§ **Task item**
Copy the records below exactly, leaving out every picture.

Stored data entries:

▽

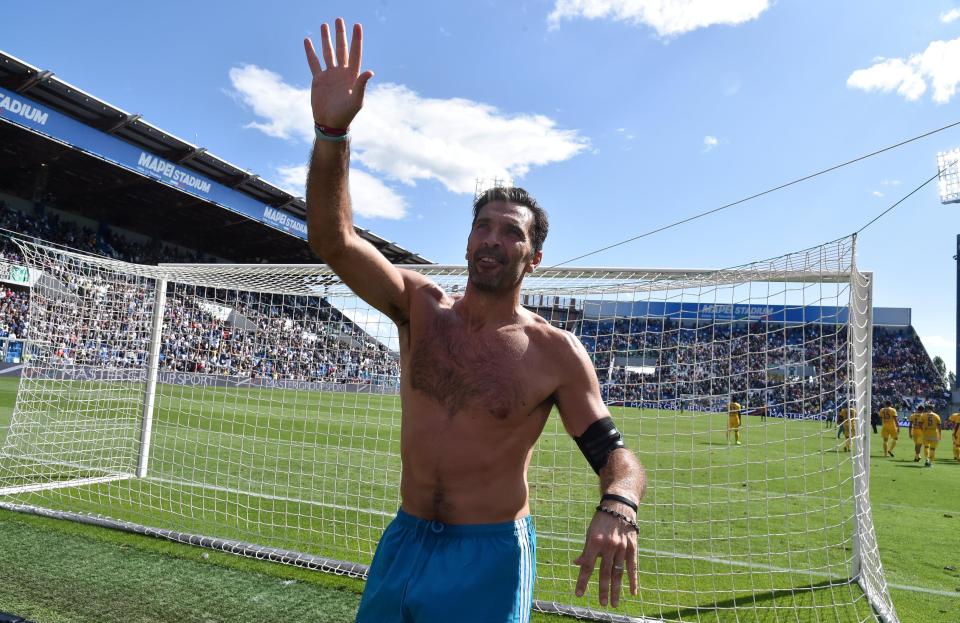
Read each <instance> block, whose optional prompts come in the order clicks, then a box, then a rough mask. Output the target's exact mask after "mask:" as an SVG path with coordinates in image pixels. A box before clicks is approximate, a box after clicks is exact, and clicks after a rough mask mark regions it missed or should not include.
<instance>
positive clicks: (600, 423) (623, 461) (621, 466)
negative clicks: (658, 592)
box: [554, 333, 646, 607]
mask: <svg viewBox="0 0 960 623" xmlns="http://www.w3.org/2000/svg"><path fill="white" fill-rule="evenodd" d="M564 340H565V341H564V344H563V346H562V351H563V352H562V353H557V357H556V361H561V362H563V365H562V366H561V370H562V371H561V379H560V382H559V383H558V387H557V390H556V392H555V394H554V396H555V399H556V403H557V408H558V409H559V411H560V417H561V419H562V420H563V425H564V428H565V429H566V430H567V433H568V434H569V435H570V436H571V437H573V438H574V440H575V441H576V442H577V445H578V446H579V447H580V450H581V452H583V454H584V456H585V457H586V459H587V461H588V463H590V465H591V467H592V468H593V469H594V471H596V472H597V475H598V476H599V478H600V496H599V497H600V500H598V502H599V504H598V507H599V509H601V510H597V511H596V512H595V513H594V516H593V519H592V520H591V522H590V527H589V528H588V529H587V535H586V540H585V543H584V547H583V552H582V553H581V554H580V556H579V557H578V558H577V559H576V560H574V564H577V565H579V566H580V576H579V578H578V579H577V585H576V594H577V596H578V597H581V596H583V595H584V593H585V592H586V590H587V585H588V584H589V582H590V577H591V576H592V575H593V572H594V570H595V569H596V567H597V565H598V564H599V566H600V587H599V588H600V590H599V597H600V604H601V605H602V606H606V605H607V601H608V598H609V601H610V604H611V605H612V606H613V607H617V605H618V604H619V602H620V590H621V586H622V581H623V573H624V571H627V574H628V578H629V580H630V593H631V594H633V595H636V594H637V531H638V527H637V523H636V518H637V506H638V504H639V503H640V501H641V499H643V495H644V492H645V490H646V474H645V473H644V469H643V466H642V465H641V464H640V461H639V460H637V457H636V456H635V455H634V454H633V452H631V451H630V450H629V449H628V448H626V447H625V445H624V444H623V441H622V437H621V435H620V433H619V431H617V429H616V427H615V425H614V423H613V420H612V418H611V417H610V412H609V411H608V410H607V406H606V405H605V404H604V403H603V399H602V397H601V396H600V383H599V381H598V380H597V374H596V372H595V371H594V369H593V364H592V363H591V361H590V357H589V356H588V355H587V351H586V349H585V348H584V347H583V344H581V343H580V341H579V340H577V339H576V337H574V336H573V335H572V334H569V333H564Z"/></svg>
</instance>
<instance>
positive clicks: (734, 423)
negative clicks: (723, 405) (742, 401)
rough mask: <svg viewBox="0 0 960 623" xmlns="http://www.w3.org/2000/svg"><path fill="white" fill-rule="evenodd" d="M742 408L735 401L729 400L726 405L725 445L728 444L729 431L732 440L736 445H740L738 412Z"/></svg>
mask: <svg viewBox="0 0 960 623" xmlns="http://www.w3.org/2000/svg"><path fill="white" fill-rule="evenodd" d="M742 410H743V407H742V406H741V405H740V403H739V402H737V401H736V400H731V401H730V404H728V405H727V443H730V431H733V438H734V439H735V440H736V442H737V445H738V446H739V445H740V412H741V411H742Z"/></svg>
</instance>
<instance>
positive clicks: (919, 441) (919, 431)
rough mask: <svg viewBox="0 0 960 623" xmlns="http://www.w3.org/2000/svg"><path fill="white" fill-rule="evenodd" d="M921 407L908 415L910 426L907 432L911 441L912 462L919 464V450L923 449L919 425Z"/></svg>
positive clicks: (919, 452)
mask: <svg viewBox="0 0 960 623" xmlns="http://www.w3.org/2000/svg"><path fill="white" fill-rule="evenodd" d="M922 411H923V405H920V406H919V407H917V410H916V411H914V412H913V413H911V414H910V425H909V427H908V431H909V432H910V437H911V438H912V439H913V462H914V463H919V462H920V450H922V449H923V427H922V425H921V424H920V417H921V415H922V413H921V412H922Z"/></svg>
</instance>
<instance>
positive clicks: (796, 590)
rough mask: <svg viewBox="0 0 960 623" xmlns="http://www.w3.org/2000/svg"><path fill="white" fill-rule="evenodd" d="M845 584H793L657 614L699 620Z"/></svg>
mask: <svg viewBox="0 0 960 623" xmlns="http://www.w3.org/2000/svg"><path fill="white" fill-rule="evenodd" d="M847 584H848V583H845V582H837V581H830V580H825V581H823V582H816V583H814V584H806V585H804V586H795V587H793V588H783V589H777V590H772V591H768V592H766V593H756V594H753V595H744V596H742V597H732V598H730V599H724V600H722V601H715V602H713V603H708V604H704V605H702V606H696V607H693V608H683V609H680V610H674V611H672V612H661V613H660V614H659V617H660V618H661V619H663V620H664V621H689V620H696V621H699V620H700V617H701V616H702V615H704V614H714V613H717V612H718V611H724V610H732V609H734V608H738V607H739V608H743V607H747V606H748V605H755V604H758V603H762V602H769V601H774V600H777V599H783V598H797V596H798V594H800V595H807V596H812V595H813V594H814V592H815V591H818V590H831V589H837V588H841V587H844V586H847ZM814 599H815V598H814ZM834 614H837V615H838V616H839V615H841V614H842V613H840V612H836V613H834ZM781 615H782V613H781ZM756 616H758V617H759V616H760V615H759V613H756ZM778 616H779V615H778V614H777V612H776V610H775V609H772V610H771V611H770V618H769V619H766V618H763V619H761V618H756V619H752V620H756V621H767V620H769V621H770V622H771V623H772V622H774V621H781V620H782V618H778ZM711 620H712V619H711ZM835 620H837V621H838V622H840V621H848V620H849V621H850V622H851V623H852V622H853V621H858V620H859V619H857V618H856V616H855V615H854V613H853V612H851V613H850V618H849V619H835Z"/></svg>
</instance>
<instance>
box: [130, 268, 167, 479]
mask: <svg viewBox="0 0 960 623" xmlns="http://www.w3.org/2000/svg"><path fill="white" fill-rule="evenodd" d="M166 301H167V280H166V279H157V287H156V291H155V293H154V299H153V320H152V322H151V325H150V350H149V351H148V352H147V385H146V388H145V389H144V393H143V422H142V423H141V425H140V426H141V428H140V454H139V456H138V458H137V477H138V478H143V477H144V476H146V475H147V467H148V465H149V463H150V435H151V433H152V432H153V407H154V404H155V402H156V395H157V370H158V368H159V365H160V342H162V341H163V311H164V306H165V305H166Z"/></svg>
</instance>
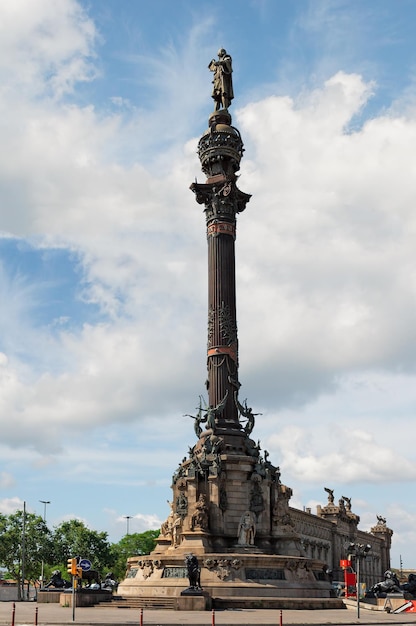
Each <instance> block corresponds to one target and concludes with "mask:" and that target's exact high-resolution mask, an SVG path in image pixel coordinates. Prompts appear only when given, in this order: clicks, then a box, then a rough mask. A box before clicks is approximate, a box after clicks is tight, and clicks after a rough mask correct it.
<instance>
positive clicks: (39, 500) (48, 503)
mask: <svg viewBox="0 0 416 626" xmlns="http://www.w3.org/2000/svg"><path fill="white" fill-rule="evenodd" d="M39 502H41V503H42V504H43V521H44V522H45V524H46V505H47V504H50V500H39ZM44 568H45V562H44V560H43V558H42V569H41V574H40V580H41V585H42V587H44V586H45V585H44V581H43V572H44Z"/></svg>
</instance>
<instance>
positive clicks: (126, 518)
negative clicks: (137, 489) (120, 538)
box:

△

§ **Answer to the exercise**
Read each <instance> block, whose optional prompts come in the order clicks, then a box, then a rough mask. Output the target's exact mask after "mask:" as an SVG path with coordinates in image pixels. A box before clicks is approximate, a box after clicks is exact, and clicks after a rough mask mark regions it missed or should not include.
<instance>
positive clicks: (600, 423) (623, 461) (621, 466)
negative clicks: (658, 592)
box: [554, 333, 646, 607]
mask: <svg viewBox="0 0 960 623" xmlns="http://www.w3.org/2000/svg"><path fill="white" fill-rule="evenodd" d="M564 340H565V341H564V344H563V346H562V351H563V352H562V353H557V357H556V361H561V362H563V365H562V366H561V370H562V371H561V379H560V382H559V383H558V387H557V390H556V392H555V394H554V396H555V399H556V403H557V408H558V409H559V411H560V417H561V419H562V420H563V425H564V428H565V429H566V430H567V433H568V434H569V435H570V436H571V437H573V438H574V440H575V441H576V442H577V445H578V446H579V447H580V450H581V452H583V454H584V456H585V457H586V459H587V461H588V463H590V465H591V467H592V468H593V469H594V471H596V472H597V475H598V476H599V478H600V496H599V497H600V500H598V502H599V504H598V507H599V509H601V510H597V511H596V512H595V513H594V516H593V519H592V520H591V522H590V527H589V528H588V529H587V535H586V540H585V543H584V547H583V552H582V553H581V554H580V556H579V557H578V558H577V559H576V560H574V564H577V565H579V566H580V576H579V578H578V579H577V585H576V594H577V596H578V597H581V596H583V595H584V593H585V592H586V590H587V585H588V584H589V582H590V577H591V576H592V575H593V572H594V570H595V569H596V567H597V565H598V564H599V566H600V587H599V588H600V590H599V597H600V604H601V605H602V606H606V605H607V601H608V598H609V601H610V604H611V605H612V606H613V607H617V605H618V604H619V602H620V590H621V586H622V581H623V573H624V571H627V574H628V578H629V580H630V593H631V594H633V595H636V594H637V531H638V527H637V523H636V518H637V506H638V504H639V503H640V501H641V499H643V495H644V492H645V490H646V474H645V473H644V469H643V466H642V465H641V464H640V461H639V460H637V457H636V456H635V455H634V454H633V452H631V451H630V450H629V449H628V448H626V447H625V445H624V444H623V441H622V437H621V435H620V433H619V431H617V429H616V427H615V425H614V423H613V420H612V418H611V417H610V412H609V411H608V410H607V406H606V405H605V404H604V403H603V399H602V397H601V396H600V383H599V381H598V380H597V374H596V372H595V371H594V369H593V364H592V363H591V361H590V357H589V356H588V355H587V351H586V349H585V348H584V347H583V344H581V343H580V341H579V340H577V339H576V337H574V336H573V335H572V334H569V333H564Z"/></svg>
</instance>
<instance>
positive clicks: (734, 423)
negative clicks: (723, 405) (742, 401)
rough mask: <svg viewBox="0 0 960 623" xmlns="http://www.w3.org/2000/svg"><path fill="white" fill-rule="evenodd" d="M742 408L735 401L729 400L726 405L725 445L728 444L729 431L732 440L736 445H740L738 412Z"/></svg>
mask: <svg viewBox="0 0 960 623" xmlns="http://www.w3.org/2000/svg"><path fill="white" fill-rule="evenodd" d="M742 410H743V407H742V406H741V405H740V403H739V402H737V401H736V400H731V401H730V404H728V405H727V443H730V431H733V438H734V439H735V440H736V442H737V445H738V446H739V445H740V412H741V411H742Z"/></svg>
</instance>
<instance>
positive clicks: (919, 441) (919, 431)
rough mask: <svg viewBox="0 0 960 623" xmlns="http://www.w3.org/2000/svg"><path fill="white" fill-rule="evenodd" d="M921 407L908 415L910 426L907 432L911 441L912 462L919 464V450L923 449L919 425Z"/></svg>
positive clicks: (919, 452)
mask: <svg viewBox="0 0 960 623" xmlns="http://www.w3.org/2000/svg"><path fill="white" fill-rule="evenodd" d="M922 411H923V405H920V406H919V407H917V410H916V411H914V412H913V413H911V414H910V425H909V427H908V431H909V432H910V437H911V438H912V439H913V462H914V463H919V462H920V450H922V449H923V427H922V425H921V424H920V417H921V415H922V413H921V412H922Z"/></svg>
</instance>
<instance>
positive clicks: (796, 590)
rough mask: <svg viewBox="0 0 960 623" xmlns="http://www.w3.org/2000/svg"><path fill="white" fill-rule="evenodd" d="M845 584H793L657 614L699 620Z"/></svg>
mask: <svg viewBox="0 0 960 623" xmlns="http://www.w3.org/2000/svg"><path fill="white" fill-rule="evenodd" d="M847 584H848V583H845V582H837V581H830V580H825V581H823V582H816V583H814V584H806V585H804V586H795V587H793V588H783V589H777V590H772V591H768V592H766V593H756V594H753V595H744V596H742V597H732V598H730V599H724V600H722V601H715V602H713V603H708V604H704V605H702V606H696V607H693V608H683V609H680V610H674V611H672V612H661V613H660V614H659V617H660V618H661V619H663V620H664V621H689V620H696V621H699V620H700V617H701V616H702V615H704V614H714V613H717V612H718V611H724V610H732V609H734V608H738V607H739V608H743V607H747V606H748V605H755V604H758V603H762V602H769V601H774V600H777V599H783V598H797V596H798V594H800V595H807V596H812V595H813V594H814V592H815V591H818V590H831V589H837V588H841V587H844V586H847ZM814 599H815V598H814ZM834 614H837V615H838V616H839V615H841V614H842V613H840V612H836V613H834ZM781 615H782V613H781ZM756 616H758V617H759V616H760V615H759V613H756ZM778 616H779V615H778V614H777V612H776V610H775V609H772V610H771V611H770V618H769V619H766V618H763V619H761V618H756V619H752V620H756V621H767V620H769V621H770V622H771V623H772V622H774V621H781V620H782V618H778ZM711 620H712V619H711ZM835 620H837V621H838V622H840V621H848V620H849V621H850V622H851V623H852V622H853V621H858V620H859V619H857V618H856V616H855V615H854V613H853V612H851V613H850V618H849V619H835Z"/></svg>
</instance>
<instance>
box: [130, 268, 167, 479]
mask: <svg viewBox="0 0 960 623" xmlns="http://www.w3.org/2000/svg"><path fill="white" fill-rule="evenodd" d="M166 301H167V280H166V279H157V287H156V291H155V293H154V299H153V320H152V322H151V325H150V350H149V351H148V352H147V385H146V388H145V389H144V393H143V422H142V423H141V425H140V426H141V428H140V454H139V456H138V458H137V477H138V478H143V477H144V476H146V475H147V467H148V465H149V463H150V435H151V433H152V432H153V407H154V404H155V402H156V395H157V370H158V368H159V365H160V342H162V341H163V311H164V306H165V305H166Z"/></svg>
</instance>
Each <instance> block corresponds to one target and concludes with "mask:" and that target's exact high-resolution mask, an SVG path in image pixel coordinates. Prompts appear only when given, in this order: clicks, then a box, then a rough mask. A box before clicks is approximate, a box after clicks is tight, and clicks after a rough mask correct it.
<instance>
positive clicks: (39, 500) (48, 503)
mask: <svg viewBox="0 0 416 626" xmlns="http://www.w3.org/2000/svg"><path fill="white" fill-rule="evenodd" d="M39 502H41V503H42V504H43V521H44V522H45V524H46V505H47V504H50V500H39ZM44 568H45V562H44V560H43V558H42V569H41V574H40V580H41V585H42V587H44V586H45V585H44V581H43V572H44Z"/></svg>
</instance>
<instance>
positive clicks: (126, 518)
negative clicks: (137, 489) (120, 538)
box:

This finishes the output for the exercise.